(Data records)
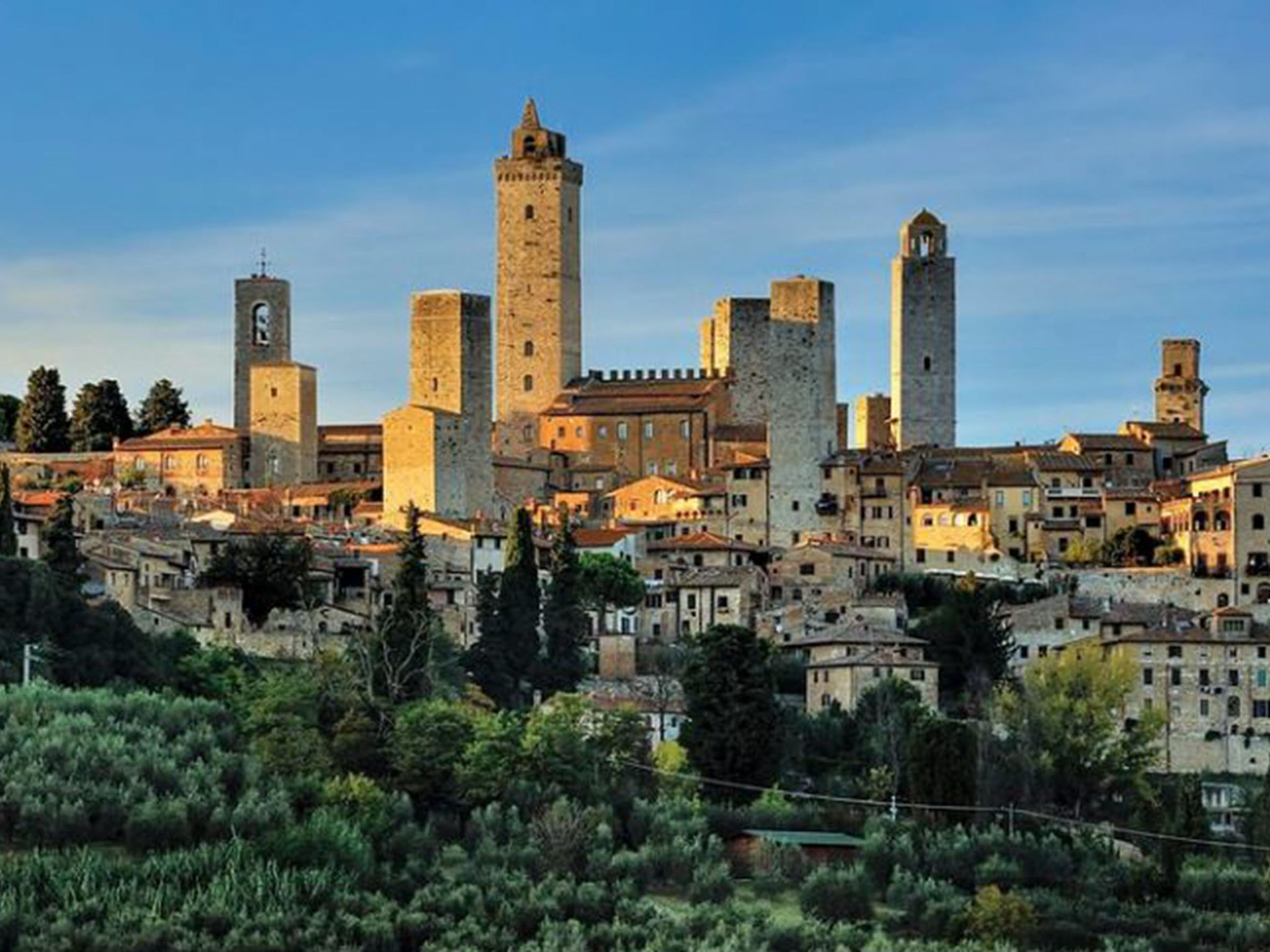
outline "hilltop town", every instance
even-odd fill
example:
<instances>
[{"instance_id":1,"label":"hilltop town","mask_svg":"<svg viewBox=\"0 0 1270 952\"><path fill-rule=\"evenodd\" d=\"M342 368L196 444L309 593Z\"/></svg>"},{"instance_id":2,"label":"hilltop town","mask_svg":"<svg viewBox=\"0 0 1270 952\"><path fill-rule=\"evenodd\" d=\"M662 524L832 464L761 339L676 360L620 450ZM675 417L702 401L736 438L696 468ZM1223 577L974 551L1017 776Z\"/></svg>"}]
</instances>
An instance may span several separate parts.
<instances>
[{"instance_id":1,"label":"hilltop town","mask_svg":"<svg viewBox=\"0 0 1270 952\"><path fill-rule=\"evenodd\" d=\"M803 274L719 297L695 357L589 369L583 180L530 100L494 162L495 294L410 294L409 390L380 420L323 424L321 368L293 358L304 315L262 261L226 320L232 421L4 448L18 555L43 555L42 528L72 499L91 600L146 632L307 658L376 625L417 519L432 604L470 649L481 579L503 571L525 512L544 579L568 526L580 553L643 583L643 598L591 609L582 689L659 740L683 711L655 649L720 625L800 661L808 712L850 711L888 677L936 708L940 665L878 581L999 581L1027 593L1003 609L1016 671L1073 650L1126 659L1126 722L1168 716L1161 767L1265 772L1270 457L1231 458L1208 433L1199 340L1158 341L1152 419L961 446L954 234L923 208L892 259L889 393L839 402L834 286ZM310 541L312 595L253 619L207 570L279 536Z\"/></svg>"}]
</instances>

> _WHAT THE EXERCISE ASKS_
All of the material above should be reproduced exactly, except the pictures.

> _ANSWER TO THE PROBLEM_
outline "hilltop town", every instance
even-odd fill
example:
<instances>
[{"instance_id":1,"label":"hilltop town","mask_svg":"<svg viewBox=\"0 0 1270 952\"><path fill-rule=\"evenodd\" d=\"M342 368L196 444L309 593Z\"/></svg>"},{"instance_id":2,"label":"hilltop town","mask_svg":"<svg viewBox=\"0 0 1270 952\"><path fill-rule=\"evenodd\" d=\"M662 524L832 464L761 339L676 360L620 450ZM675 417L702 401L736 438L696 468ZM1223 577L974 551L1017 776Z\"/></svg>"}]
</instances>
An instance may span several separate parts.
<instances>
[{"instance_id":1,"label":"hilltop town","mask_svg":"<svg viewBox=\"0 0 1270 952\"><path fill-rule=\"evenodd\" d=\"M803 274L719 297L695 357L589 369L583 180L530 100L494 162L495 294L410 294L409 390L380 420L323 424L321 368L293 358L304 315L262 261L226 320L232 421L4 448L18 555L43 555L42 528L72 499L91 600L146 632L307 658L376 625L417 519L432 604L470 649L481 579L503 571L525 512L544 579L568 526L580 553L643 583L643 598L591 609L582 689L659 740L683 711L655 649L720 625L800 661L808 712L850 711L888 677L936 708L940 665L878 581L999 581L1027 593L1003 609L1016 671L1073 650L1126 659L1126 722L1168 716L1161 767L1265 772L1270 457L1231 458L1208 433L1199 340L1158 341L1152 419L961 446L954 234L923 208L892 259L889 393L839 402L834 286ZM310 541L312 595L253 619L207 570L279 536Z\"/></svg>"}]
</instances>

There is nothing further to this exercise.